ТЕКСТ ▸

Разговор с молодым другом - [22]
— Воробьев, Удодов, Саксонов, — проговорил он и радостно улыбнулся.
Мы поняли его: ведь Воробьев, Удодов и Саксонов завоевали здесь звание чемпионов мира, и швед, произнося их имена, несомненно, хотел сделать нам приятное.
— Спасибо, товарищ, — сказали мы ему, горячо пожимая руки.
— Товарищ, да, товарищ, — радостно повторил он.
Посмотреть товарищеское состязание между национальными сборными собралось около пяти тысяч зрителей. Хозяева не смогли оказать сопротивления нашей команде ни в одной весовой категории и проиграли. В тот вечер я установил новый рекорд СССР в рывке-139 килограммов, а Женя Новиков в жиме — 145.
— Хорошо все-таки, что не подрались в самолете, — пошутил в раздевалке Женя. На следующий день к нам в гостиницу пришел корреспондент шведской спортивной газеты. Он принес написанный им репортаж о матче.
— Прошу оставить на этой газете ваши автографы.
Оказалось, что наш гость коллекционирует автографы советских спортсменов. Он показал нам свои «трофеи» — подписи Льва Яшина, Бориса Токарева и других советских атлетов.
— Я люблю советский спорт и знаю, что за ним — будущее, — сказал он на прощание.

ЗАДАНИЯ ▸
**A)** Какой рекорд СССР в рывке установил автор на матче со шведской сборной?
**B)** Переведите на английский язык предложение из текста о матче со шведской сборной: «Посмотреть товарищеское состязание между национальными сборными собралось около пяти тысяч зрителей».
**C)** Продолжите текст о матче со шведской сборной с последней фразы.

ИСХОДНЫЕ ДАННЫЕ ▸

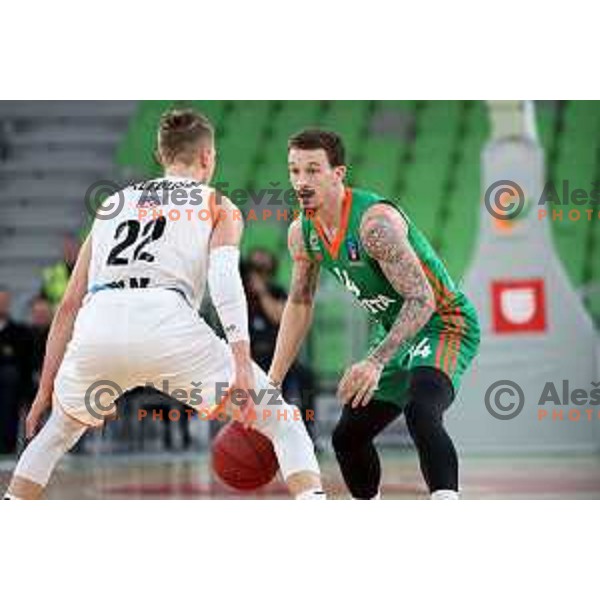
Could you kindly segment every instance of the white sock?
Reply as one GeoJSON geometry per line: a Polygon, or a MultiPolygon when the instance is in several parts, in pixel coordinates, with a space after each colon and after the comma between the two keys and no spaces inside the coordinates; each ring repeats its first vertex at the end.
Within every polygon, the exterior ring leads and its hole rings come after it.
{"type": "Polygon", "coordinates": [[[300,492],[296,496],[296,500],[327,500],[327,496],[325,495],[325,492],[319,488],[300,492]]]}
{"type": "Polygon", "coordinates": [[[460,500],[458,492],[454,490],[436,490],[431,494],[432,500],[460,500]]]}

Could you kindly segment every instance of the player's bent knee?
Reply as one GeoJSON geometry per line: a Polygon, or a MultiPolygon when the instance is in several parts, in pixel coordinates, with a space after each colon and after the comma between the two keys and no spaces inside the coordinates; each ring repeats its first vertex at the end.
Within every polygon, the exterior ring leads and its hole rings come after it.
{"type": "Polygon", "coordinates": [[[286,404],[278,410],[285,411],[287,418],[283,418],[283,413],[281,418],[275,414],[259,429],[273,442],[283,478],[287,480],[291,475],[302,472],[319,474],[319,463],[304,423],[290,418],[294,407],[286,404]]]}

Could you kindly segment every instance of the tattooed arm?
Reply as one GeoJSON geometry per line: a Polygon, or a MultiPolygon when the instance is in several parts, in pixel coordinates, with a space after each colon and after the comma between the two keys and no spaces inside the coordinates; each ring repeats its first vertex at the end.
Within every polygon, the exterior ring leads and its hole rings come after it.
{"type": "Polygon", "coordinates": [[[370,355],[372,360],[385,366],[402,342],[429,321],[435,310],[435,299],[408,241],[408,225],[397,210],[387,204],[371,207],[363,216],[360,237],[367,253],[379,263],[392,287],[404,297],[394,325],[370,355]]]}
{"type": "Polygon", "coordinates": [[[300,220],[290,225],[288,247],[294,261],[292,284],[269,370],[269,377],[276,385],[280,385],[285,378],[310,328],[319,280],[319,264],[306,252],[300,220]]]}

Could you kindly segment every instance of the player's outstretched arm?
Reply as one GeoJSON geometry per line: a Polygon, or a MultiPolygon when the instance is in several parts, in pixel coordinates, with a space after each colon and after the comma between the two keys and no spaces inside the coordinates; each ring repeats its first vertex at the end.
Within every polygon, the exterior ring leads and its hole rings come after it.
{"type": "Polygon", "coordinates": [[[384,366],[400,345],[429,321],[435,310],[435,298],[408,240],[408,225],[397,210],[387,204],[371,207],[363,216],[360,237],[365,250],[404,297],[394,325],[369,357],[384,366]]]}
{"type": "Polygon", "coordinates": [[[288,247],[293,259],[292,284],[269,370],[269,377],[276,385],[285,378],[310,328],[319,281],[319,264],[306,252],[299,220],[290,225],[288,247]]]}
{"type": "Polygon", "coordinates": [[[35,434],[41,416],[52,404],[54,379],[65,355],[67,344],[73,335],[75,319],[87,293],[91,246],[88,237],[81,247],[65,295],[56,309],[50,326],[38,391],[26,421],[28,438],[35,434]]]}
{"type": "Polygon", "coordinates": [[[221,196],[213,211],[214,226],[208,257],[208,288],[234,360],[232,389],[254,387],[248,305],[240,277],[239,245],[244,230],[240,210],[221,196]]]}

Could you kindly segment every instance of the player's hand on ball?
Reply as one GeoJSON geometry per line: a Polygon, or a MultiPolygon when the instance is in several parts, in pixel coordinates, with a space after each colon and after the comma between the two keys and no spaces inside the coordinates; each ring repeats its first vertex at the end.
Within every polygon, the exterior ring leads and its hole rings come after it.
{"type": "Polygon", "coordinates": [[[352,365],[338,385],[338,396],[342,404],[351,403],[352,408],[366,406],[373,397],[383,367],[373,360],[363,360],[352,365]]]}

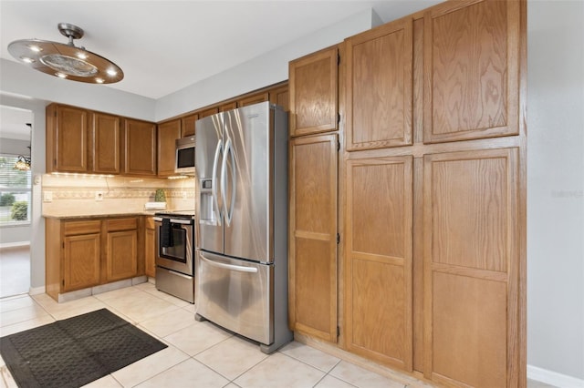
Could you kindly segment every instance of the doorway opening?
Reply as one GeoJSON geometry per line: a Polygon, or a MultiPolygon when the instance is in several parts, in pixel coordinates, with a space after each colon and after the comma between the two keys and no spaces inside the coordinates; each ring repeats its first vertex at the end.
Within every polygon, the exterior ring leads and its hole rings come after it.
{"type": "Polygon", "coordinates": [[[0,298],[30,290],[30,110],[0,106],[0,298]]]}

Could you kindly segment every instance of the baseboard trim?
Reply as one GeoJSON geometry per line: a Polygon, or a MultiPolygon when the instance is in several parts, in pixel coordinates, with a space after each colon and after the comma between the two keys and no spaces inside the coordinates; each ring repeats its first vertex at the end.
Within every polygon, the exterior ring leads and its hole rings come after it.
{"type": "Polygon", "coordinates": [[[28,289],[28,295],[40,295],[41,293],[45,293],[46,291],[45,286],[31,287],[28,289]]]}
{"type": "Polygon", "coordinates": [[[584,388],[584,380],[533,365],[527,365],[527,378],[557,387],[584,388]]]}
{"type": "Polygon", "coordinates": [[[4,242],[0,244],[0,249],[3,248],[16,248],[16,247],[26,247],[30,245],[30,241],[16,241],[16,242],[4,242]]]}

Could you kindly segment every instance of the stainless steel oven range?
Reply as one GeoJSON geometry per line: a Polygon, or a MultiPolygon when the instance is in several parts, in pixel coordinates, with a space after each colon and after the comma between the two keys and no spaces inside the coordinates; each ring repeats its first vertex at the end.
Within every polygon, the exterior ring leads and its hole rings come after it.
{"type": "Polygon", "coordinates": [[[194,303],[194,210],[154,213],[156,288],[194,303]]]}

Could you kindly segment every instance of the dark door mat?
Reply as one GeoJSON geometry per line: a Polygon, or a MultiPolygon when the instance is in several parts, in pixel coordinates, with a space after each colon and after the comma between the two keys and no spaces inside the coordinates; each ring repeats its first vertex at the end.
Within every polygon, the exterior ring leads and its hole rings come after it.
{"type": "Polygon", "coordinates": [[[19,387],[80,387],[166,347],[108,309],[0,338],[19,387]]]}

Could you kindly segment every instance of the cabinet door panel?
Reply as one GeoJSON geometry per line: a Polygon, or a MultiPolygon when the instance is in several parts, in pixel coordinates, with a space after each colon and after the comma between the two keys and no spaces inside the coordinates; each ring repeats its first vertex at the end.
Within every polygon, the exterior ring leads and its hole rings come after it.
{"type": "Polygon", "coordinates": [[[138,271],[138,232],[136,230],[108,233],[108,281],[136,276],[138,271]]]}
{"type": "Polygon", "coordinates": [[[337,341],[337,135],[297,138],[290,161],[290,328],[337,341]]]}
{"type": "Polygon", "coordinates": [[[57,107],[54,137],[55,169],[57,171],[87,172],[87,111],[70,107],[57,107]]]}
{"type": "Polygon", "coordinates": [[[158,176],[174,175],[176,139],[181,138],[181,120],[158,126],[158,176]]]}
{"type": "Polygon", "coordinates": [[[412,20],[346,40],[347,149],[412,144],[412,20]]]}
{"type": "Polygon", "coordinates": [[[290,136],[337,129],[338,56],[335,46],[290,62],[290,136]]]}
{"type": "Polygon", "coordinates": [[[65,237],[64,291],[99,284],[99,233],[92,233],[65,237]]]}
{"type": "Polygon", "coordinates": [[[516,386],[518,160],[517,148],[424,157],[424,374],[436,382],[516,386]]]}
{"type": "Polygon", "coordinates": [[[424,15],[424,142],[518,134],[519,7],[463,1],[424,15]]]}
{"type": "Polygon", "coordinates": [[[120,174],[120,117],[91,114],[93,172],[120,174]]]}
{"type": "Polygon", "coordinates": [[[124,120],[124,172],[128,175],[156,176],[156,125],[124,120]]]}
{"type": "Polygon", "coordinates": [[[412,158],[347,161],[347,348],[412,368],[412,158]]]}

ОТВЕТЫ ПО ЗАДАНИЯМ ▸
**A)** 139 килограммов.

**B)** About five thousand spectators gathered to watch the friendly match between the national teams.

**C)**
Всюду, где нам приходилось бывать, нас встречали тепло и сердечно. Особенно теплыми были проводы на аэродроме. Сюда прибыли представители тяжелоатлетического союза, все участники матча, многие любители спорта.
— Приезжайте еще…
— Привет Москве! — всюду раздавались возгласы.
Сели в самолет в приподнятом настроении.
— Петь хочется, — говорит Женя.
— Спой, Женя!
— Удобно ли?
— Пойте, товарищи, — вступает в разговор наш сосед норвежец, служащий посольства в Москве. — Пойте.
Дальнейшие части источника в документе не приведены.